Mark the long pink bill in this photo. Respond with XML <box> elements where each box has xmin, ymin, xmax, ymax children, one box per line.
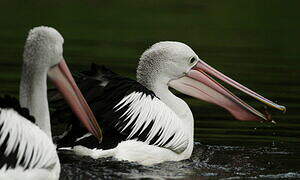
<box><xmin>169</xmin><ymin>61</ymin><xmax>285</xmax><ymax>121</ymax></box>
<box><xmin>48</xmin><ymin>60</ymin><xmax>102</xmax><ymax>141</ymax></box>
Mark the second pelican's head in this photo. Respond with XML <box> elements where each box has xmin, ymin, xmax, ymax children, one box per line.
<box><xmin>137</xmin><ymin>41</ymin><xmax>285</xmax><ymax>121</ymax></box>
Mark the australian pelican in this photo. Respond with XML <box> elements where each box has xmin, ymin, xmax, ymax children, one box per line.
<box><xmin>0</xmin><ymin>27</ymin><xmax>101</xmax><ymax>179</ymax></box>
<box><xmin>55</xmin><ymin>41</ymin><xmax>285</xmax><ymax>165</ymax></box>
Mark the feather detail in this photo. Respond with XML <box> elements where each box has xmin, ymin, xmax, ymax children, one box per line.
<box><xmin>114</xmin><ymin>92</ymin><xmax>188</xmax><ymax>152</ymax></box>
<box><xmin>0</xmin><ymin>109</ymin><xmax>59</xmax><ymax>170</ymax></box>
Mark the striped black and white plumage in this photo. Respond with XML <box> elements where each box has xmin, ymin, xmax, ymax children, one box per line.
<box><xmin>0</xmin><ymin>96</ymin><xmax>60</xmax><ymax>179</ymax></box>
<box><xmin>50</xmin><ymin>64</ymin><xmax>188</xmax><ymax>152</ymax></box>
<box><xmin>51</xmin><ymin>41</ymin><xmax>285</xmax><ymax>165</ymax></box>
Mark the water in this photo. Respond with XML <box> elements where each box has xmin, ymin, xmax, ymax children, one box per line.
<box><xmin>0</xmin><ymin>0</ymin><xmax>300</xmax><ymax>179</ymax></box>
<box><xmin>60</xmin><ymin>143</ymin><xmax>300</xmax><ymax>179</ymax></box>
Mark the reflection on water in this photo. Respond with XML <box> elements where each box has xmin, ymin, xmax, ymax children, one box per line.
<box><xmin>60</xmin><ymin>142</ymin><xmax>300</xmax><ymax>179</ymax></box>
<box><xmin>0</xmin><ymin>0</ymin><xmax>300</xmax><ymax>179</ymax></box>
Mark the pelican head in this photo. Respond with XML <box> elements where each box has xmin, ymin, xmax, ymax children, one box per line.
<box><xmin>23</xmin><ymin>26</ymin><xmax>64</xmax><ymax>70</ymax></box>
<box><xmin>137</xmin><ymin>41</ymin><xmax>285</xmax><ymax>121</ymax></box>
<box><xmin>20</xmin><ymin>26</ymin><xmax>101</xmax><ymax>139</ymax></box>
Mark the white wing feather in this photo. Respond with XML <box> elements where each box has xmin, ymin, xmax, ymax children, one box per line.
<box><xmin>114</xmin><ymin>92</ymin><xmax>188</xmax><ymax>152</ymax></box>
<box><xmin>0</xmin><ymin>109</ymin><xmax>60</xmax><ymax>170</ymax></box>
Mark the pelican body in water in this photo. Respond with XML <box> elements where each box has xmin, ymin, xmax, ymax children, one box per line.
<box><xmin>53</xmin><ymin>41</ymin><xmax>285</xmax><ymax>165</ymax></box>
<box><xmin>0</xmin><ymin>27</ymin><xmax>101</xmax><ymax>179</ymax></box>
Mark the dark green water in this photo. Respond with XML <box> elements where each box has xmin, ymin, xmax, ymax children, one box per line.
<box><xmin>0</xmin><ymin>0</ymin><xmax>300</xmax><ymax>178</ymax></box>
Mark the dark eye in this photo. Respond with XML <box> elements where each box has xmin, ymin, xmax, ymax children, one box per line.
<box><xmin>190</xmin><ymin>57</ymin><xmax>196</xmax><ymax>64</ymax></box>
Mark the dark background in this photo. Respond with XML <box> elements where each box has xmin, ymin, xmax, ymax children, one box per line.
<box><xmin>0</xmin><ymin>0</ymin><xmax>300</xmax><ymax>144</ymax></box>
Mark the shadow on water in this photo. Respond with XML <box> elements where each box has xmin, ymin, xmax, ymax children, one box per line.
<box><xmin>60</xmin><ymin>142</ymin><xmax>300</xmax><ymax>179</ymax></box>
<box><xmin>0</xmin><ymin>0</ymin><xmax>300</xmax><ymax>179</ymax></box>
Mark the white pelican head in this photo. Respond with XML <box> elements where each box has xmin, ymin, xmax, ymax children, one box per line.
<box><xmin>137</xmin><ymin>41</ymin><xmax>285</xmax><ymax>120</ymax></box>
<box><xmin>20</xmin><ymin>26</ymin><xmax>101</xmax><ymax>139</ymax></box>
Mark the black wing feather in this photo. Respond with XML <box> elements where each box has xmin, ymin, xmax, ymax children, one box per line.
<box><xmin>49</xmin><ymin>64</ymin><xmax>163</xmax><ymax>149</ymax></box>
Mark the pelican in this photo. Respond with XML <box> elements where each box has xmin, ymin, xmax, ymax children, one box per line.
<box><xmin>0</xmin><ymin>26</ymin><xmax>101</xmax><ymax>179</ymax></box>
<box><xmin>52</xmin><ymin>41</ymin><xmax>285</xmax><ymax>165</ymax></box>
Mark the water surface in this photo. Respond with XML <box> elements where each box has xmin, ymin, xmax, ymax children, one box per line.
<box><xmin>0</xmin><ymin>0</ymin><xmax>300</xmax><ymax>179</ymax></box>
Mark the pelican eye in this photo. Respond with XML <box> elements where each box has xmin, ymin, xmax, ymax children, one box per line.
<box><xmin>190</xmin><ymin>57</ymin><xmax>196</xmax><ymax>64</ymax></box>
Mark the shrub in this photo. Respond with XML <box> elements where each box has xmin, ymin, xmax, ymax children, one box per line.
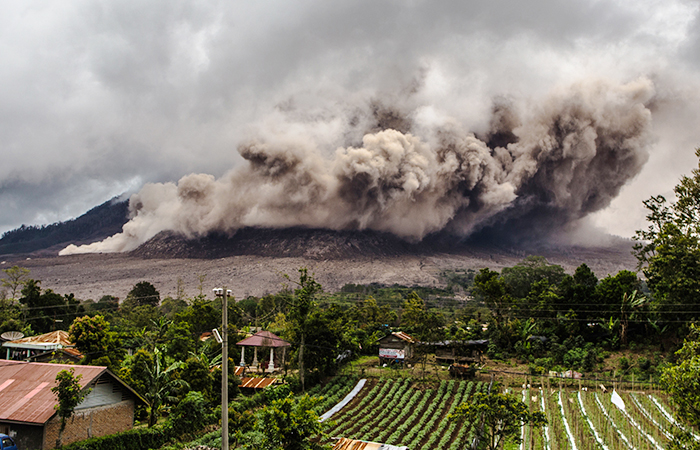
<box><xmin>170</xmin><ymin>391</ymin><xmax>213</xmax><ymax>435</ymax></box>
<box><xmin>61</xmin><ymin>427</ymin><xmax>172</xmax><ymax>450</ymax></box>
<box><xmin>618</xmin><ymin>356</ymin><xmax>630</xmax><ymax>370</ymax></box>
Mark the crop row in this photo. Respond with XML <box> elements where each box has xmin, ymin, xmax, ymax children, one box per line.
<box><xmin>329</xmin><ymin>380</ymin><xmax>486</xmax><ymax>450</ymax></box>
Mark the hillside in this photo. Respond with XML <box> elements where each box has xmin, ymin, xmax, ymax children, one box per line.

**Written exercise**:
Rewrite all of the entries above as one numbered list, skipping blank lines. Omit the pictures from your answer.

**Full answer**:
1. Mark the long pink bill in this photo. Respond with XML <box> elements where each box has xmin, ymin, xmax, ymax children, one box per line.
2. <box><xmin>169</xmin><ymin>61</ymin><xmax>285</xmax><ymax>121</ymax></box>
3. <box><xmin>48</xmin><ymin>60</ymin><xmax>102</xmax><ymax>141</ymax></box>
4. Mark the second pelican's head in this photo. Respond with XML <box> elements where each box has xmin, ymin, xmax, ymax children, one box per line.
5. <box><xmin>137</xmin><ymin>41</ymin><xmax>285</xmax><ymax>121</ymax></box>
6. Mark the australian pelican in this photo. Respond with XML <box> elements where each box has xmin, ymin, xmax, ymax children, one box per line.
7. <box><xmin>0</xmin><ymin>27</ymin><xmax>101</xmax><ymax>179</ymax></box>
8. <box><xmin>55</xmin><ymin>41</ymin><xmax>285</xmax><ymax>165</ymax></box>
9. Mark the feather detail in this photo. Respond with XML <box> elements where each box has xmin, ymin, xmax, ymax children, one box per line.
10. <box><xmin>114</xmin><ymin>92</ymin><xmax>188</xmax><ymax>152</ymax></box>
11. <box><xmin>0</xmin><ymin>109</ymin><xmax>59</xmax><ymax>170</ymax></box>
12. Mark the striped black and white plumage in this photo. Respond with XML <box> elements where each box has xmin, ymin, xmax, ymax children, one box per line.
13. <box><xmin>0</xmin><ymin>96</ymin><xmax>60</xmax><ymax>179</ymax></box>
14. <box><xmin>50</xmin><ymin>64</ymin><xmax>188</xmax><ymax>152</ymax></box>
15. <box><xmin>51</xmin><ymin>41</ymin><xmax>285</xmax><ymax>165</ymax></box>
16. Mark the water in this photo. Respond with XML <box> elements where each box has xmin, ymin, xmax, ymax children, one box per line.
17. <box><xmin>0</xmin><ymin>0</ymin><xmax>300</xmax><ymax>179</ymax></box>
18. <box><xmin>60</xmin><ymin>143</ymin><xmax>300</xmax><ymax>179</ymax></box>
19. Mark the reflection on water in this photo. Respond with XML <box> elements where each box has xmin, ymin, xmax, ymax children, one box per line.
20. <box><xmin>60</xmin><ymin>142</ymin><xmax>300</xmax><ymax>179</ymax></box>
21. <box><xmin>0</xmin><ymin>0</ymin><xmax>300</xmax><ymax>179</ymax></box>
22. Mark the pelican head in this photo. Respond with XML <box> elements where each box has xmin, ymin, xmax, ymax children, one box per line.
23. <box><xmin>23</xmin><ymin>26</ymin><xmax>64</xmax><ymax>70</ymax></box>
24. <box><xmin>137</xmin><ymin>41</ymin><xmax>285</xmax><ymax>121</ymax></box>
25. <box><xmin>20</xmin><ymin>26</ymin><xmax>101</xmax><ymax>139</ymax></box>
26. Mark the white wing feather in this photo. Respond with XML <box> elements where each box has xmin, ymin, xmax, ymax children, one box per line.
27. <box><xmin>114</xmin><ymin>92</ymin><xmax>188</xmax><ymax>152</ymax></box>
28. <box><xmin>0</xmin><ymin>109</ymin><xmax>60</xmax><ymax>170</ymax></box>
29. Mark the pelican body in water in this photo. Respond with XML <box> elements where each box has xmin, ymin, xmax, ymax children, one box per line.
30. <box><xmin>53</xmin><ymin>41</ymin><xmax>285</xmax><ymax>165</ymax></box>
31. <box><xmin>0</xmin><ymin>27</ymin><xmax>101</xmax><ymax>179</ymax></box>
32. Mark the dark green water in this photo. Respond with XML <box> elements where each box has xmin, ymin, xmax, ymax children, one box per line.
33. <box><xmin>0</xmin><ymin>0</ymin><xmax>300</xmax><ymax>178</ymax></box>
34. Mark the dark eye in this photo. Respond with XML <box> elements where each box has xmin, ymin, xmax, ymax children, one box per line.
35. <box><xmin>190</xmin><ymin>57</ymin><xmax>196</xmax><ymax>64</ymax></box>
36. Mark the dark background in this photo. Respond with XML <box> elements where each box has xmin, ymin, xmax, ymax children, one box per line.
37. <box><xmin>0</xmin><ymin>0</ymin><xmax>300</xmax><ymax>144</ymax></box>
38. Mark the shadow on water in this photo. Respond with XML <box> elements where each box has xmin, ymin, xmax, ymax children, one box per line.
39. <box><xmin>60</xmin><ymin>142</ymin><xmax>300</xmax><ymax>179</ymax></box>
40. <box><xmin>0</xmin><ymin>0</ymin><xmax>300</xmax><ymax>179</ymax></box>
41. Mark the white pelican head in this photo. Respond with XML <box> elements where each box has xmin, ymin, xmax, ymax children, one box per line.
42. <box><xmin>137</xmin><ymin>41</ymin><xmax>285</xmax><ymax>120</ymax></box>
43. <box><xmin>20</xmin><ymin>26</ymin><xmax>101</xmax><ymax>139</ymax></box>
44. Mark the black wing feather in this photo. Respond with XML <box> elements where each box has xmin, ymin, xmax, ymax children, one box per line.
45. <box><xmin>49</xmin><ymin>64</ymin><xmax>163</xmax><ymax>149</ymax></box>
46. Mark the pelican in this photo. Respond with XML <box> elements where each box has xmin, ymin, xmax, ymax children, one box per line.
47. <box><xmin>0</xmin><ymin>26</ymin><xmax>101</xmax><ymax>179</ymax></box>
48. <box><xmin>52</xmin><ymin>41</ymin><xmax>285</xmax><ymax>165</ymax></box>
49. Mark the water surface in this photo. Respond with XML <box> elements where each box has xmin, ymin, xmax, ymax children, one box per line.
50. <box><xmin>0</xmin><ymin>0</ymin><xmax>300</xmax><ymax>179</ymax></box>
51. Mark the pelican eye in this photo. Respond with XML <box> elements where each box has xmin, ymin, xmax, ymax children, one box per line.
52. <box><xmin>190</xmin><ymin>57</ymin><xmax>196</xmax><ymax>64</ymax></box>
53. Mark the shrub in this photo. Respond with XML <box> elements where each box has xmin, ymin, xmax, ymax children, one box per line.
54. <box><xmin>170</xmin><ymin>391</ymin><xmax>213</xmax><ymax>435</ymax></box>
55. <box><xmin>61</xmin><ymin>427</ymin><xmax>172</xmax><ymax>450</ymax></box>
56. <box><xmin>618</xmin><ymin>356</ymin><xmax>630</xmax><ymax>370</ymax></box>
57. Mark the crop row in this photo. Respond with XML <box> elements where each box has xmin, ymin, xmax, ymax children, one box per line.
58. <box><xmin>329</xmin><ymin>380</ymin><xmax>486</xmax><ymax>450</ymax></box>
59. Mark the hillside in this photo. Respond with XML <box> elements where each box has xmin, ymin, xmax, ymax children, one box per line.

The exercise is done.